- _EXERCISE AIM_: Copy each line of the records below that contains the word "garage", matching case exactly.

- _DATASET RECORDS_:
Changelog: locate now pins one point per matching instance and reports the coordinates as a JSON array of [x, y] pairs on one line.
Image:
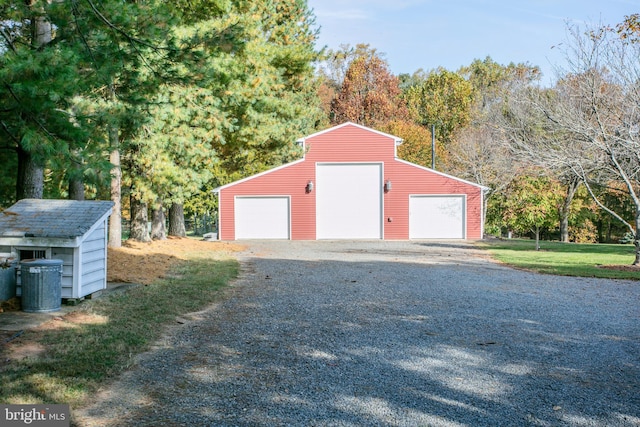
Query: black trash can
[[7, 279], [41, 281]]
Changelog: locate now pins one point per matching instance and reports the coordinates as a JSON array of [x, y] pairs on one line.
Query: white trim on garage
[[349, 202], [262, 217], [440, 216]]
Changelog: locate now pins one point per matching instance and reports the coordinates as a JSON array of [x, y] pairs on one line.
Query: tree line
[[153, 104]]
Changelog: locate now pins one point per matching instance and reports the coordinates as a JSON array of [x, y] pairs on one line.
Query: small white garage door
[[349, 201], [262, 217], [437, 217]]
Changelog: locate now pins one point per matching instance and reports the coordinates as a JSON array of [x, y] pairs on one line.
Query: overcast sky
[[426, 34]]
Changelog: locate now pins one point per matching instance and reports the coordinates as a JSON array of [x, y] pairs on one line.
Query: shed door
[[262, 217], [437, 217], [349, 201]]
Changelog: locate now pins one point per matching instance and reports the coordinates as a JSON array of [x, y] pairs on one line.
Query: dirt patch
[[143, 263]]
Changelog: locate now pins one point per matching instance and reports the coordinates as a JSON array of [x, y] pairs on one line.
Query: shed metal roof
[[66, 219]]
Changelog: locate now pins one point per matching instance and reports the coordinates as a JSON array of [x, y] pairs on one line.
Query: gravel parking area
[[390, 334]]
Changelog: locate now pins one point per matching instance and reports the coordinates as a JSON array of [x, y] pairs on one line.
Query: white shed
[[70, 230]]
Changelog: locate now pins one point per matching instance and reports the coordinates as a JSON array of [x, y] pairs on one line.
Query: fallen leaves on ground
[[137, 262]]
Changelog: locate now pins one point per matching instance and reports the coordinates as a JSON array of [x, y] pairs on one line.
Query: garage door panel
[[349, 201], [262, 218], [437, 217]]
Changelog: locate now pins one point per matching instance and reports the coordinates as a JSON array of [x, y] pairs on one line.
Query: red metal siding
[[350, 143], [409, 180], [288, 181]]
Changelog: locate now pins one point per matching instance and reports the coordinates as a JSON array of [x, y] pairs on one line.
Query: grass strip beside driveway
[[66, 360], [607, 261]]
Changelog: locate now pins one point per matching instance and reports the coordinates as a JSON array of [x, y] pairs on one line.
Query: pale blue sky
[[426, 34]]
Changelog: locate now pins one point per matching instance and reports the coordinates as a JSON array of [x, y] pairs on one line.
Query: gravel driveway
[[390, 334]]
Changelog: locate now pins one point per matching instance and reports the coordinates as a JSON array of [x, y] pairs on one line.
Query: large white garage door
[[262, 217], [349, 201], [436, 217]]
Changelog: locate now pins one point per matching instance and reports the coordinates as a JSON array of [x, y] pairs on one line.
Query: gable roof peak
[[396, 139]]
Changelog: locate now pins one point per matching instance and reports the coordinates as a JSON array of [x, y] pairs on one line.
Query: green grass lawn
[[78, 358], [565, 259]]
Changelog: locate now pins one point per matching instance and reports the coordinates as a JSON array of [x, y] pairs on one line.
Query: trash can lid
[[41, 262]]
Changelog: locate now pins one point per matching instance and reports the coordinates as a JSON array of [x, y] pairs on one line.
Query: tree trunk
[[636, 240], [115, 221], [176, 221], [76, 183], [139, 220], [158, 221], [30, 182], [565, 209]]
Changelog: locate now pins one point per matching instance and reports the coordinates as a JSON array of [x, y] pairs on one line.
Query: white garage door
[[436, 217], [262, 217], [349, 201]]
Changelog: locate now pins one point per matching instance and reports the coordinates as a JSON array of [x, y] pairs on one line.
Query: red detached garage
[[350, 185]]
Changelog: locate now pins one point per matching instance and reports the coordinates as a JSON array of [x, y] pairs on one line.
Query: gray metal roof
[[52, 218]]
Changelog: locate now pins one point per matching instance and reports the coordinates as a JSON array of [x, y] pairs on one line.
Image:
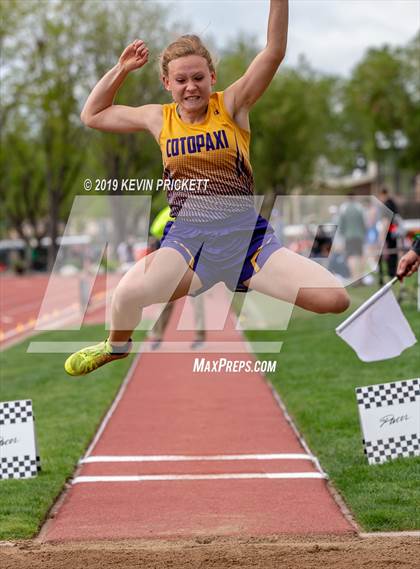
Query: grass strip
[[68, 412]]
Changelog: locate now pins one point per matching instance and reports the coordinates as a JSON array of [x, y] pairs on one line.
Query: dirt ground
[[278, 552]]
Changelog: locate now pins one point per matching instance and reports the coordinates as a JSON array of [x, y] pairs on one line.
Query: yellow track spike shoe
[[88, 359]]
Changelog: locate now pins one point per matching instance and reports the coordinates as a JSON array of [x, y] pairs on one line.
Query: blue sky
[[333, 34]]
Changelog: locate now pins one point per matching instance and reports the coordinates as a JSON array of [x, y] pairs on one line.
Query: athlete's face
[[190, 81]]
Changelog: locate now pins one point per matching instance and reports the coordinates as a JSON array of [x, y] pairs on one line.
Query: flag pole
[[366, 305]]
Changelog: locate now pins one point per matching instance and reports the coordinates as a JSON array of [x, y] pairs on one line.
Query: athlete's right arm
[[99, 111]]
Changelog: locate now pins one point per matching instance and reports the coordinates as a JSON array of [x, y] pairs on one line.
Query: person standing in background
[[390, 253], [352, 226]]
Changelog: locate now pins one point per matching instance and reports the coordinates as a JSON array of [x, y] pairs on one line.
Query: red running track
[[195, 454]]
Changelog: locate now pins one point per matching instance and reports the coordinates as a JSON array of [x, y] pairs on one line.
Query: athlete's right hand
[[134, 56]]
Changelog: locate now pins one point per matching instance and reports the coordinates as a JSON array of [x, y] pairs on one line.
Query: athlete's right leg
[[162, 276]]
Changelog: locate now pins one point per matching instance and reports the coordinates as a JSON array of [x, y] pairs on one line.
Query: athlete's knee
[[128, 294]]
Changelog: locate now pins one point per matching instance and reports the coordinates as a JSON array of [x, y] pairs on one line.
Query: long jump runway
[[185, 454]]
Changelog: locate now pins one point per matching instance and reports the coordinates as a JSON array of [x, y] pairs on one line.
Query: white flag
[[378, 330]]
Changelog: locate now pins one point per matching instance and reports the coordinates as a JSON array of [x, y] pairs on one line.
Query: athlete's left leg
[[298, 280]]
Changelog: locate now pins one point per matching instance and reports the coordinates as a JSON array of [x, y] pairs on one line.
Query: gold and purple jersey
[[207, 172]]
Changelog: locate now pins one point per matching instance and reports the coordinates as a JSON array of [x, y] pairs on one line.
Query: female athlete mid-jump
[[217, 234]]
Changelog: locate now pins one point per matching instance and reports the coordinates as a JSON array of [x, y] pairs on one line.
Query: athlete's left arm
[[242, 94]]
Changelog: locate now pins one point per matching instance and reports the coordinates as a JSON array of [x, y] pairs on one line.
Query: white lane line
[[172, 477], [184, 458]]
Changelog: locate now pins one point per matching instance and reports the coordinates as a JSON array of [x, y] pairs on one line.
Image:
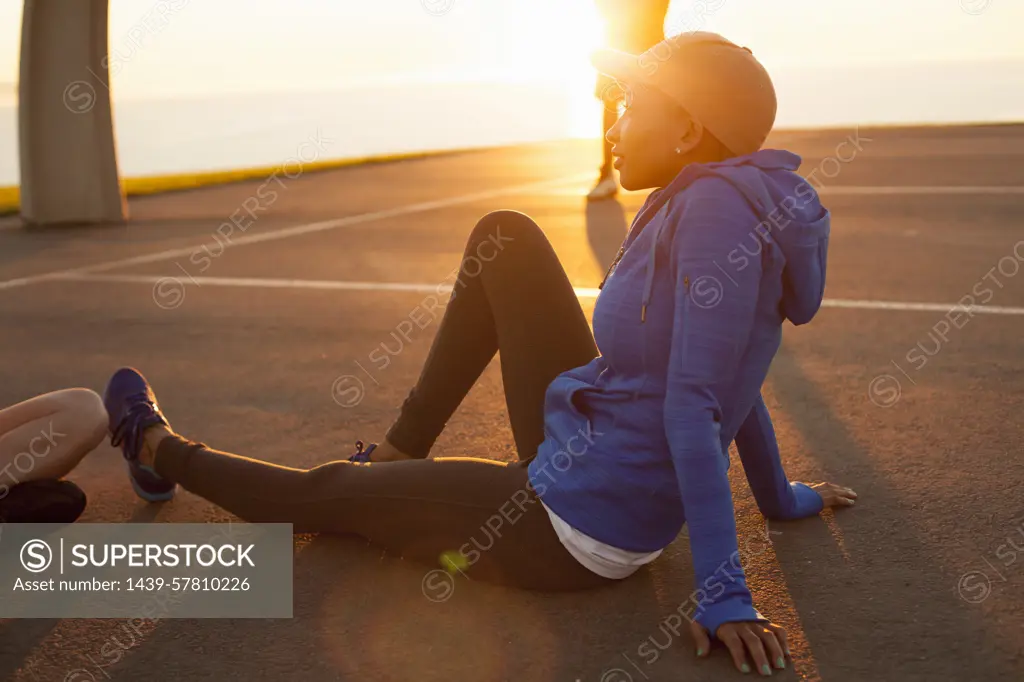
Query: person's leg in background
[[511, 295], [41, 440]]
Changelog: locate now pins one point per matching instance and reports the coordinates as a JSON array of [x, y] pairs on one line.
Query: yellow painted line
[[150, 184]]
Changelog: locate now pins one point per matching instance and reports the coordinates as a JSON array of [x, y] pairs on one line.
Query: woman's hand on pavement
[[760, 642]]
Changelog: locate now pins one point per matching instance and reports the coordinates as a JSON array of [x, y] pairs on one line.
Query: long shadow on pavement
[[866, 588]]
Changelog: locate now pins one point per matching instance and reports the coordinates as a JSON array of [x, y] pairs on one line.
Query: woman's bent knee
[[84, 416], [503, 227]]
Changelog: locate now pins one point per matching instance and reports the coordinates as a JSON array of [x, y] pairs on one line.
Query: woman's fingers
[[728, 636], [780, 636], [754, 645], [772, 646], [835, 496], [700, 639]]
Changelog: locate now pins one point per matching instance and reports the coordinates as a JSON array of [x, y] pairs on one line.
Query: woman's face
[[646, 136]]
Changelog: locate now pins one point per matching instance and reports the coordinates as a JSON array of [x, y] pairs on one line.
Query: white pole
[[66, 132]]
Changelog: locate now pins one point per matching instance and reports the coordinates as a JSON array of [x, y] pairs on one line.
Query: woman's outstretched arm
[[776, 497], [714, 318]]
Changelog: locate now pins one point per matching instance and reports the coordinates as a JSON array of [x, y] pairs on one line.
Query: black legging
[[511, 295]]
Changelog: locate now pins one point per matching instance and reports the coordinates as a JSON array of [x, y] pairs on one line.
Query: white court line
[[582, 292], [297, 230]]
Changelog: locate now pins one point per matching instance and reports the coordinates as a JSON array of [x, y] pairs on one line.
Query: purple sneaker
[[363, 452], [132, 408]]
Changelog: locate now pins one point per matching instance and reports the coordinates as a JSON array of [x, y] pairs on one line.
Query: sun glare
[[550, 45]]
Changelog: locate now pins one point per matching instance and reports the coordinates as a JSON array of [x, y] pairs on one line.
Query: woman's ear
[[690, 132]]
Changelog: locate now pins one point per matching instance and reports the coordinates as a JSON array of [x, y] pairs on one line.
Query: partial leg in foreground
[[480, 511], [41, 440]]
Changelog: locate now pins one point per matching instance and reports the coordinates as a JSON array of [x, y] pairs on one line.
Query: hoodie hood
[[791, 217]]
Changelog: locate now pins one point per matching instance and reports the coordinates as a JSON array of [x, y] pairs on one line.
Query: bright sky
[[220, 45]]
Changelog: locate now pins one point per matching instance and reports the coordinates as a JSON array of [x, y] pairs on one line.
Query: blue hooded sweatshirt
[[688, 321]]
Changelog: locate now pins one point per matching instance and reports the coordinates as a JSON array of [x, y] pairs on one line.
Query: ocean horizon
[[222, 131]]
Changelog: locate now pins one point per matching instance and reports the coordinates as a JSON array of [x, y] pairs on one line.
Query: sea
[[214, 131]]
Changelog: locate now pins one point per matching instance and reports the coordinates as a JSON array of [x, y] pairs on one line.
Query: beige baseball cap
[[718, 82]]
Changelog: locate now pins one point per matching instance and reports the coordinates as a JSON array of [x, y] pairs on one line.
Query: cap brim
[[620, 66]]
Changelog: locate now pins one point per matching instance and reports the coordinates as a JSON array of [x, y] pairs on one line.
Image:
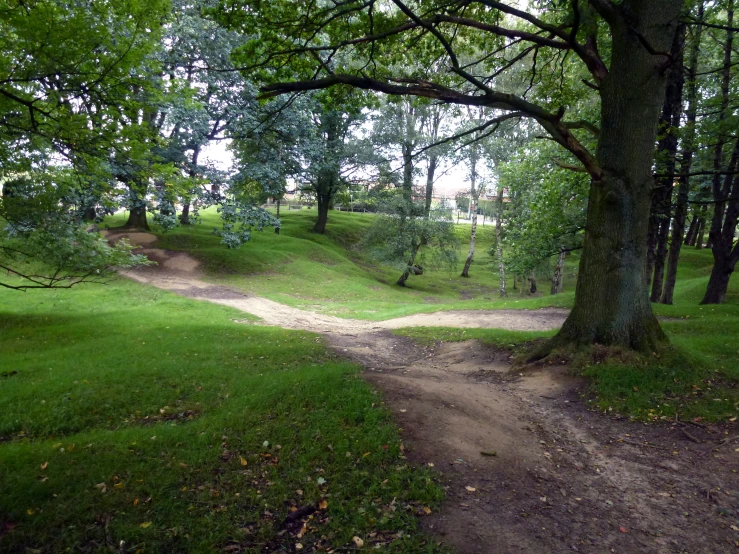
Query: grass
[[699, 378], [130, 414], [328, 274]]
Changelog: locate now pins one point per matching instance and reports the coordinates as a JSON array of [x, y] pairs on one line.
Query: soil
[[527, 466]]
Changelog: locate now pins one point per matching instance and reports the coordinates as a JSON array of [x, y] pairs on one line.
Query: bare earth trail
[[527, 467]]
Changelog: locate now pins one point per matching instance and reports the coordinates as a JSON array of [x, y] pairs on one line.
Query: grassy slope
[[168, 403], [326, 273], [701, 380]]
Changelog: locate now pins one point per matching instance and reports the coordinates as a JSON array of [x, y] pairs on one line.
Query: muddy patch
[[528, 468]]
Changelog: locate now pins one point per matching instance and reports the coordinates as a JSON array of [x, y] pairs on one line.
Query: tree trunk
[[686, 162], [474, 197], [690, 236], [323, 201], [725, 253], [90, 213], [408, 171], [185, 215], [557, 278], [499, 242], [137, 219], [612, 299], [433, 160], [667, 156], [411, 262], [700, 234], [473, 236]]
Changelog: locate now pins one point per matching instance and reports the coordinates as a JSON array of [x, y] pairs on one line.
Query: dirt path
[[548, 475], [178, 272], [527, 467]]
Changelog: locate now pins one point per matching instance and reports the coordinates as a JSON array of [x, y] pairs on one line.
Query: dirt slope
[[547, 475]]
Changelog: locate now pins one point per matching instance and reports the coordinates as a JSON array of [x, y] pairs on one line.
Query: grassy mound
[[330, 274], [130, 414]]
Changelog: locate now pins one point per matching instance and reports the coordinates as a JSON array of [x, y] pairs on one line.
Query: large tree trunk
[[499, 242], [686, 162], [612, 299]]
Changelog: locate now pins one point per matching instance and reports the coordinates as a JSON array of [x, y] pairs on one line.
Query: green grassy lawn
[[699, 380], [327, 273], [130, 414]]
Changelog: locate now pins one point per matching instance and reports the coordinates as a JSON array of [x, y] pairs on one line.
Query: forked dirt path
[[527, 467]]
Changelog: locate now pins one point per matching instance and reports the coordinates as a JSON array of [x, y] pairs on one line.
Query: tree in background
[[405, 237], [611, 302], [59, 124]]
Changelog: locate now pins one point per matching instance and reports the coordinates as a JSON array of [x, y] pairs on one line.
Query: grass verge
[[132, 416]]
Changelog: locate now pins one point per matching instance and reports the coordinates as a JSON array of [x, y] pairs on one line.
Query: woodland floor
[[528, 468]]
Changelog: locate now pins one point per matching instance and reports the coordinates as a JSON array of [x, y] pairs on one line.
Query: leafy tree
[[58, 125], [547, 211], [622, 53], [407, 238]]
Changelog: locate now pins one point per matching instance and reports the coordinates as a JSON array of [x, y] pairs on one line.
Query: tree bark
[[686, 162], [474, 198], [185, 215], [690, 236], [725, 252], [700, 232], [612, 299], [323, 204], [411, 263], [667, 156], [433, 160], [137, 219], [499, 242], [473, 236], [557, 278]]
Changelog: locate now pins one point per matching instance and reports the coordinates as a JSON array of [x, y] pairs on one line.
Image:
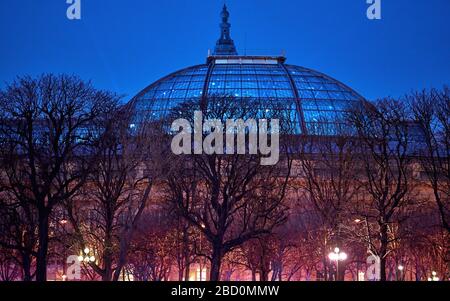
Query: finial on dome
[[225, 45]]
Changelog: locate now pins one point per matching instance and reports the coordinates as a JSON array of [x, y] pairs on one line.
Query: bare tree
[[328, 180], [105, 213], [385, 155], [46, 129], [431, 111], [231, 199]]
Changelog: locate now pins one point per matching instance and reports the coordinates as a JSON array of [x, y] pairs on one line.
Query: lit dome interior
[[315, 101]]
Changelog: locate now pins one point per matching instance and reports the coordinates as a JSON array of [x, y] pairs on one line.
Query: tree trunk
[[26, 267], [41, 258], [384, 241], [216, 262]]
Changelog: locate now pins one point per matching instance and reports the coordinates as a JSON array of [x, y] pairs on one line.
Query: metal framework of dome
[[315, 101]]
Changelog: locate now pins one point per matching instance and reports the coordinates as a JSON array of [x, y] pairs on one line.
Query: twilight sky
[[125, 45]]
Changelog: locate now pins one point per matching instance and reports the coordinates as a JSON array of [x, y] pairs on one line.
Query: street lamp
[[337, 256], [86, 258], [400, 270], [434, 278]]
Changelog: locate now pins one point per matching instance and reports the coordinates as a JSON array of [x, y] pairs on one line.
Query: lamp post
[[434, 278], [337, 256], [400, 271], [84, 256]]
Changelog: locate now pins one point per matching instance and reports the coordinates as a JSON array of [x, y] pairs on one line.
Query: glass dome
[[316, 101]]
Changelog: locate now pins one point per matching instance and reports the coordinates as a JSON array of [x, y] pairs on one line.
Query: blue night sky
[[125, 45]]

- _ANSWER TO THIS PROBLEM_:
Query: white trim on garage
Query: small white garage door
Query: garage door panel
Query: large white garage door
Query: white garage door
Query: red detached garage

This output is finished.